**SOURCE TEXT:**
--- Begin ---

The general outcome is an availability to define Network Access Security access level by defining security attributes, as shown above.
Network Transport Security. N2 and N3 interfaces convey sensitive information between the access network and core. Therefore, both interfaces may be objects of signalling attacks and attacks to the user plane data. According to the 3GPP TS 33.501, the ways to ensure the integrity and replay protection for all traffic over these interfaces include (i) IPSec ESP and IKEv2 certificate-based authentication, (ii) support of security profiles DTLS implementation and (iii) F1 and E1 internal interfaces implementation to support security mechanisms. For both, IPSec is mandated.
For non-SBA interfaces, NDS/IP is used for network layer protection.
Security attributes will be mapped into Network Transport Security as the lowest level enforcing security mechanisms.
The identified problems are:
  • Man-in-the-middle (MIM) attacks for intercepting control and user plane traffic;
  • DdoS attacks, including IPSec Flood DdoS Attacks;
  • Attacks to manipulate slicing components by injection of malicious traffic.
Our qualifier is the integrity and replay protection for all traffic, and the expected outcome is the availability to define Network Transport Security protection levels with attributes describing security protection technics.

--- End ---

Excerpts of bounding box data:

--- Begin ---

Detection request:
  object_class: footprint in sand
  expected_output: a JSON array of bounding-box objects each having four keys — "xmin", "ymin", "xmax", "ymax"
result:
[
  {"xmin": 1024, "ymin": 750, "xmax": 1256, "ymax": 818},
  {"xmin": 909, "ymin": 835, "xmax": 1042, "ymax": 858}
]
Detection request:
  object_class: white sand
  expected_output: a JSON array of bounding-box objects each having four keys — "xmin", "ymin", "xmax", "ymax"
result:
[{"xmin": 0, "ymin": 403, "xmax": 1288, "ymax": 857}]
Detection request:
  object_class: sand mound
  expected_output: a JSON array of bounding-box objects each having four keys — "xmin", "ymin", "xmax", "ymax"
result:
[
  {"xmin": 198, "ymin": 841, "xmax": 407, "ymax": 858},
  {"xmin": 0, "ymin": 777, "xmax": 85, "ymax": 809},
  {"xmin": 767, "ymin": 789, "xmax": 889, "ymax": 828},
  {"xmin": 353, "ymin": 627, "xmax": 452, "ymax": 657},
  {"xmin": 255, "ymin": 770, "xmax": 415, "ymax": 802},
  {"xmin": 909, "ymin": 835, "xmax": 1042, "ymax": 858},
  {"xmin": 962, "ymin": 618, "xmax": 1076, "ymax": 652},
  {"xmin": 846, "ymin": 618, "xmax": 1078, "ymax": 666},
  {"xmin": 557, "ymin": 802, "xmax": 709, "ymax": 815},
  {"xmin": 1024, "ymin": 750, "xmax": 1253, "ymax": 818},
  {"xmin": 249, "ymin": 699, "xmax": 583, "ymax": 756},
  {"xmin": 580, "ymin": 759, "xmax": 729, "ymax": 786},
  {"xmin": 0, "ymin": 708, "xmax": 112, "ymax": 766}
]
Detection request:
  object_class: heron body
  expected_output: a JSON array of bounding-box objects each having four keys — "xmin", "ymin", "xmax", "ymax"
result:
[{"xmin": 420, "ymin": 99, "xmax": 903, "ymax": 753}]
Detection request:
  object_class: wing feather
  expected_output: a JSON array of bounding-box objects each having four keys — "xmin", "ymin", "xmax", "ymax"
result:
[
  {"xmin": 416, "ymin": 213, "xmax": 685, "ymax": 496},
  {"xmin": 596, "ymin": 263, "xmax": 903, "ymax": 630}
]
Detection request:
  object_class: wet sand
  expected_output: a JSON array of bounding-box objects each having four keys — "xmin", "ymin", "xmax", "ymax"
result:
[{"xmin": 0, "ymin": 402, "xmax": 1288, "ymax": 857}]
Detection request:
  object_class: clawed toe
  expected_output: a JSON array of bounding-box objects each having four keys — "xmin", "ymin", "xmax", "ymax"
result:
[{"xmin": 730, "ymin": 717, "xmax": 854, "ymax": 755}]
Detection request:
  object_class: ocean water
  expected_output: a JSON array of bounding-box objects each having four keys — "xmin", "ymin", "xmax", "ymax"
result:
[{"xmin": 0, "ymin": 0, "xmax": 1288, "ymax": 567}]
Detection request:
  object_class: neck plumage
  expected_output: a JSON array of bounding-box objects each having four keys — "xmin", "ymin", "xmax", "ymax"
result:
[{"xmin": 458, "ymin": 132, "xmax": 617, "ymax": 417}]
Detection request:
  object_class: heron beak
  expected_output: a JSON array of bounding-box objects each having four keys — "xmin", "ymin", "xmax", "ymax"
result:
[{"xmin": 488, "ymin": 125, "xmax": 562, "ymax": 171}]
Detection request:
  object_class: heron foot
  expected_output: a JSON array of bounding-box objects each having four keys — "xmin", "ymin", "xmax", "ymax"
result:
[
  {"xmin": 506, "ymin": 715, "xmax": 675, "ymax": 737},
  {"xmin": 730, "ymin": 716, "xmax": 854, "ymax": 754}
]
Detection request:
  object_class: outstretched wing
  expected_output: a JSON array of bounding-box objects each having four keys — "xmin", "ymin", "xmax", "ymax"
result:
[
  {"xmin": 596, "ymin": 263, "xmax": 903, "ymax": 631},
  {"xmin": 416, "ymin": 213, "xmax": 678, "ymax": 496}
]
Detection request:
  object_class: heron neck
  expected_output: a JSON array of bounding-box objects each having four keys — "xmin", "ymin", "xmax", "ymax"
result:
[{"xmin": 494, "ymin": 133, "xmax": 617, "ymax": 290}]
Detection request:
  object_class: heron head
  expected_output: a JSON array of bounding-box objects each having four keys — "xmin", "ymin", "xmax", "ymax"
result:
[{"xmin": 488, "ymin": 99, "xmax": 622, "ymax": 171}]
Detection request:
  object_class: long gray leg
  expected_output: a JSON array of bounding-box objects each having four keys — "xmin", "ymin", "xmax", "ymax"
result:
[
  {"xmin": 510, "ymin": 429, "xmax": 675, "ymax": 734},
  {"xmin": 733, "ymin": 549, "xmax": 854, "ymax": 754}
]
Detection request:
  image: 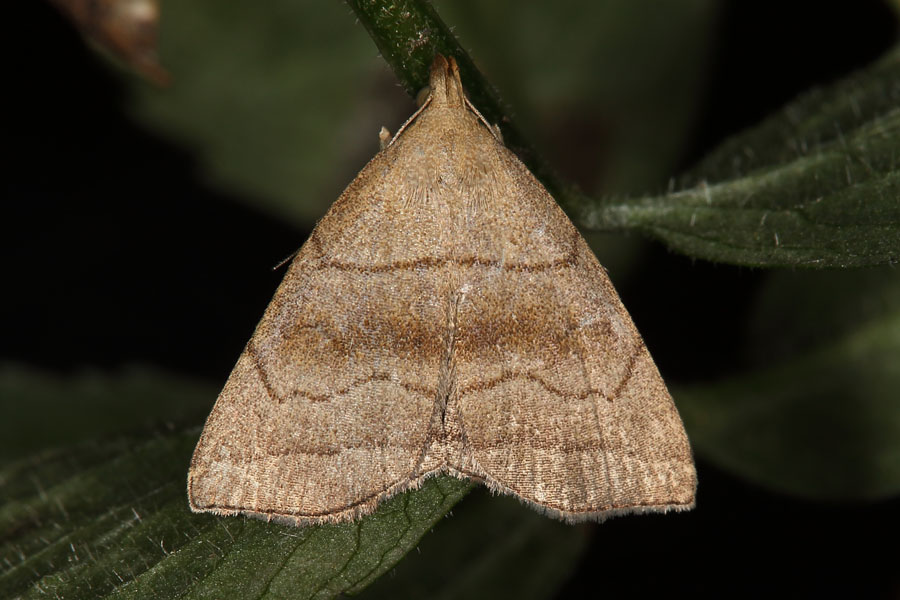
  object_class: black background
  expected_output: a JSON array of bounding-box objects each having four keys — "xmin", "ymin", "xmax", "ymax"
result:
[{"xmin": 7, "ymin": 1, "xmax": 900, "ymax": 598}]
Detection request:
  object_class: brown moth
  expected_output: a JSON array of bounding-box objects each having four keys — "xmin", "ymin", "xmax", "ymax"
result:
[{"xmin": 188, "ymin": 56, "xmax": 697, "ymax": 525}]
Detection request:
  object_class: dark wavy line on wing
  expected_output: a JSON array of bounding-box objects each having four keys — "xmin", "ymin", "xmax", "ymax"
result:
[
  {"xmin": 247, "ymin": 340, "xmax": 437, "ymax": 404},
  {"xmin": 459, "ymin": 372, "xmax": 613, "ymax": 402}
]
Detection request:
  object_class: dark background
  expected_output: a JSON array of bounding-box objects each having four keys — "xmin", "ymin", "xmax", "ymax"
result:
[{"xmin": 7, "ymin": 1, "xmax": 900, "ymax": 598}]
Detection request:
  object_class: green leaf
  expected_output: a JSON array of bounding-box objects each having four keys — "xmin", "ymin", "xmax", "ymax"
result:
[
  {"xmin": 673, "ymin": 268, "xmax": 900, "ymax": 500},
  {"xmin": 0, "ymin": 429, "xmax": 471, "ymax": 599},
  {"xmin": 581, "ymin": 45, "xmax": 900, "ymax": 267},
  {"xmin": 360, "ymin": 488, "xmax": 595, "ymax": 600}
]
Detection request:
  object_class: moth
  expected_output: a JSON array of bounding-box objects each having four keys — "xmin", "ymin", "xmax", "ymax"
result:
[{"xmin": 188, "ymin": 56, "xmax": 697, "ymax": 525}]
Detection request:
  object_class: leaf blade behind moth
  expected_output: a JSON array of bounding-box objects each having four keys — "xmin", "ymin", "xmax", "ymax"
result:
[
  {"xmin": 188, "ymin": 55, "xmax": 696, "ymax": 525},
  {"xmin": 580, "ymin": 46, "xmax": 900, "ymax": 268}
]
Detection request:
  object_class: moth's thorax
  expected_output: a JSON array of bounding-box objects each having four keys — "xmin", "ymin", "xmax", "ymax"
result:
[{"xmin": 382, "ymin": 107, "xmax": 510, "ymax": 209}]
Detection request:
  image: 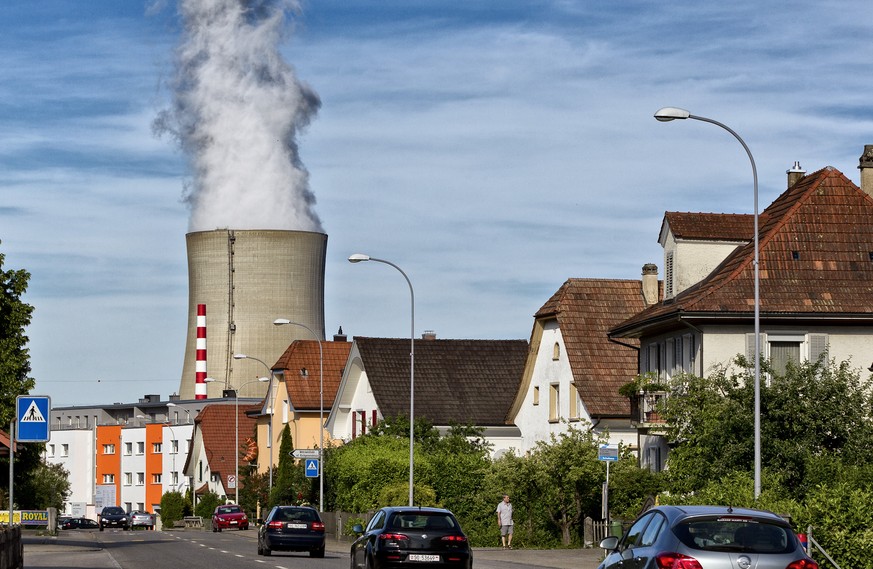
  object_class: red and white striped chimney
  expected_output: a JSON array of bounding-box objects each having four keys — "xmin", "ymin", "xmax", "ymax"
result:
[{"xmin": 194, "ymin": 304, "xmax": 206, "ymax": 399}]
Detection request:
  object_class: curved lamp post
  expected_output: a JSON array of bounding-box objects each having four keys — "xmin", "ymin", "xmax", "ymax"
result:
[
  {"xmin": 273, "ymin": 318, "xmax": 324, "ymax": 512},
  {"xmin": 655, "ymin": 107, "xmax": 761, "ymax": 500},
  {"xmin": 233, "ymin": 378, "xmax": 272, "ymax": 504},
  {"xmin": 349, "ymin": 253, "xmax": 415, "ymax": 506},
  {"xmin": 233, "ymin": 354, "xmax": 273, "ymax": 493}
]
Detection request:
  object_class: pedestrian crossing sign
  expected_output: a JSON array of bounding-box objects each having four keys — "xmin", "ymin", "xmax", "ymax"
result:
[{"xmin": 15, "ymin": 395, "xmax": 52, "ymax": 443}]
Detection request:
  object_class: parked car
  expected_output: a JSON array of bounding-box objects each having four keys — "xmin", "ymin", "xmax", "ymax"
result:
[
  {"xmin": 351, "ymin": 506, "xmax": 473, "ymax": 569},
  {"xmin": 212, "ymin": 504, "xmax": 249, "ymax": 531},
  {"xmin": 60, "ymin": 518, "xmax": 100, "ymax": 529},
  {"xmin": 130, "ymin": 510, "xmax": 155, "ymax": 529},
  {"xmin": 258, "ymin": 506, "xmax": 324, "ymax": 557},
  {"xmin": 598, "ymin": 506, "xmax": 818, "ymax": 569},
  {"xmin": 97, "ymin": 506, "xmax": 130, "ymax": 531}
]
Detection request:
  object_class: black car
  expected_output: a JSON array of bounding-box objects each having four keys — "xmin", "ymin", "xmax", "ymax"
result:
[
  {"xmin": 98, "ymin": 506, "xmax": 130, "ymax": 531},
  {"xmin": 61, "ymin": 518, "xmax": 100, "ymax": 529},
  {"xmin": 258, "ymin": 506, "xmax": 324, "ymax": 557},
  {"xmin": 351, "ymin": 506, "xmax": 473, "ymax": 569}
]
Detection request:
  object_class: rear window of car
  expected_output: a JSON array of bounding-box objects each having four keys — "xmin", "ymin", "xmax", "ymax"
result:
[
  {"xmin": 390, "ymin": 512, "xmax": 458, "ymax": 530},
  {"xmin": 673, "ymin": 517, "xmax": 796, "ymax": 553}
]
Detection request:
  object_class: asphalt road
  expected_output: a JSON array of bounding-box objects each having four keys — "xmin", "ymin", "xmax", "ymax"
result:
[{"xmin": 24, "ymin": 529, "xmax": 602, "ymax": 569}]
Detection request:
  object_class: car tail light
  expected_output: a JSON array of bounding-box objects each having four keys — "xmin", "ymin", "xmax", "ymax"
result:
[
  {"xmin": 785, "ymin": 557, "xmax": 818, "ymax": 569},
  {"xmin": 655, "ymin": 552, "xmax": 703, "ymax": 569}
]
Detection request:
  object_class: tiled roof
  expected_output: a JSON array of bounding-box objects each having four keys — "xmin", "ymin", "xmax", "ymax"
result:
[
  {"xmin": 611, "ymin": 167, "xmax": 873, "ymax": 337},
  {"xmin": 195, "ymin": 405, "xmax": 260, "ymax": 480},
  {"xmin": 355, "ymin": 337, "xmax": 528, "ymax": 427},
  {"xmin": 273, "ymin": 340, "xmax": 352, "ymax": 411},
  {"xmin": 661, "ymin": 211, "xmax": 763, "ymax": 241},
  {"xmin": 536, "ymin": 279, "xmax": 645, "ymax": 417}
]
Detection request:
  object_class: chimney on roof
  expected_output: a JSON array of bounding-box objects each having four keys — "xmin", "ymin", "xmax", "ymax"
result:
[
  {"xmin": 858, "ymin": 144, "xmax": 873, "ymax": 196},
  {"xmin": 643, "ymin": 263, "xmax": 658, "ymax": 306},
  {"xmin": 785, "ymin": 160, "xmax": 806, "ymax": 188}
]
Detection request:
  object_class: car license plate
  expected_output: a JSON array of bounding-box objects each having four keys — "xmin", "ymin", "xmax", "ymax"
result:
[{"xmin": 407, "ymin": 553, "xmax": 440, "ymax": 563}]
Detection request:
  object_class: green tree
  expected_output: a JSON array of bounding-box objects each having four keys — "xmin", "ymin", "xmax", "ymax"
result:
[
  {"xmin": 0, "ymin": 242, "xmax": 36, "ymax": 424},
  {"xmin": 662, "ymin": 358, "xmax": 873, "ymax": 501}
]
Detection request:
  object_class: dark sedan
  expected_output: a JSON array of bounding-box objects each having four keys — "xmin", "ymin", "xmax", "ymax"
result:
[
  {"xmin": 98, "ymin": 506, "xmax": 130, "ymax": 531},
  {"xmin": 61, "ymin": 518, "xmax": 100, "ymax": 529},
  {"xmin": 351, "ymin": 506, "xmax": 473, "ymax": 569},
  {"xmin": 598, "ymin": 506, "xmax": 818, "ymax": 569},
  {"xmin": 258, "ymin": 506, "xmax": 324, "ymax": 557}
]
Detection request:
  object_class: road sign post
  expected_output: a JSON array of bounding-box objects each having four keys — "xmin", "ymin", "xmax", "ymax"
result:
[{"xmin": 306, "ymin": 458, "xmax": 320, "ymax": 478}]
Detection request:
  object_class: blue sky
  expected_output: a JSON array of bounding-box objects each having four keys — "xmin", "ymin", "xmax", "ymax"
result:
[{"xmin": 0, "ymin": 0, "xmax": 873, "ymax": 406}]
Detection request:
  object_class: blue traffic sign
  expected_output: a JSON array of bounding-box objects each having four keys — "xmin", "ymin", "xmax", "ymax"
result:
[{"xmin": 15, "ymin": 395, "xmax": 52, "ymax": 443}]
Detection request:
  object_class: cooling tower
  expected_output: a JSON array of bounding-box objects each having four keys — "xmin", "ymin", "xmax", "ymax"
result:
[{"xmin": 179, "ymin": 229, "xmax": 327, "ymax": 399}]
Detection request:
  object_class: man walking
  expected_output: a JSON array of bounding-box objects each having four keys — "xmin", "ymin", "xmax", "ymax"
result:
[{"xmin": 497, "ymin": 494, "xmax": 513, "ymax": 549}]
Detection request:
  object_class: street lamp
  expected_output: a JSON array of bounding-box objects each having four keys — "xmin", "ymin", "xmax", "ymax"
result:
[
  {"xmin": 273, "ymin": 318, "xmax": 324, "ymax": 512},
  {"xmin": 655, "ymin": 107, "xmax": 761, "ymax": 500},
  {"xmin": 349, "ymin": 253, "xmax": 415, "ymax": 506},
  {"xmin": 233, "ymin": 354, "xmax": 273, "ymax": 493},
  {"xmin": 233, "ymin": 378, "xmax": 272, "ymax": 504}
]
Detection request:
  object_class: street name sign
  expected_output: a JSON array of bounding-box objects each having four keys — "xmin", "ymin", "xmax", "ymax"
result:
[{"xmin": 15, "ymin": 395, "xmax": 52, "ymax": 443}]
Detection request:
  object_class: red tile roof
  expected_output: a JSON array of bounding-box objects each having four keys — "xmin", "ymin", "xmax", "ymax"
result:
[
  {"xmin": 355, "ymin": 337, "xmax": 528, "ymax": 427},
  {"xmin": 536, "ymin": 279, "xmax": 645, "ymax": 417},
  {"xmin": 195, "ymin": 404, "xmax": 255, "ymax": 482},
  {"xmin": 273, "ymin": 340, "xmax": 352, "ymax": 411},
  {"xmin": 610, "ymin": 167, "xmax": 873, "ymax": 338}
]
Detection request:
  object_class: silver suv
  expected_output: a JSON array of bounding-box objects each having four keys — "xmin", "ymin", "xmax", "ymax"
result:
[{"xmin": 598, "ymin": 506, "xmax": 818, "ymax": 569}]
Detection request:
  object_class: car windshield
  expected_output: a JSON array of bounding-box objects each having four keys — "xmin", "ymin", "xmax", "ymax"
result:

--- End ---

**SET EXERCISE 1:**
In the network security passage, why may the N2 and N3 interfaces be targets of signalling attacks and attacks on user plane data?
**SET EXERCISE 2:**
Carry on the network security passage from its last sentence.

**TASK OUTPUT 1:**
They carry sensitive information between the access network and the core.

**TASK OUTPUT 2:**
5. The Proposed Solution for Security Controls

The security domains presented in the previous section have the scope of defining and implementing the security attributes of the 5G System. On the one hand, the definition of the attributes makes feasible a mapping (of the attributes) among domains. On the other hand, the security attributes should be implemented in all the domains, which are realized through the deployment of security controls. The security controls reduce the chances that a threat will exploit a vulnerability and are a fundamental part of security assessment in mobile networks.
In this section, we present the new security controls that should be introduced in each of the security domains such that the orchestrator may enforce the security requirements at different levels. In order to propose different security controls, we propose to extend the 3GPP SeCurity Assurance Specifications (SCAS) by including the security requirements with non-3GPP security control classification corresponding to the security incidents. The security controls can be classified into different criteria. We take criteria relative to a security breach act:
  • Preventive controls, intended to prevent incidents before their appearance;
  • Detective controls, intended to identify when an incident takes place;
  • Corrective controls, intended to limit the magnitude of the incident.
Table 2 presents the proposed security controls and the security domain, where they should be implemented. Concretely, we propose the introduction of well-known security technologies that act as security controls in different domains. The control technologies are divided into preventive, detective and corrective, as described above. Next, we reason the selection of such technologies.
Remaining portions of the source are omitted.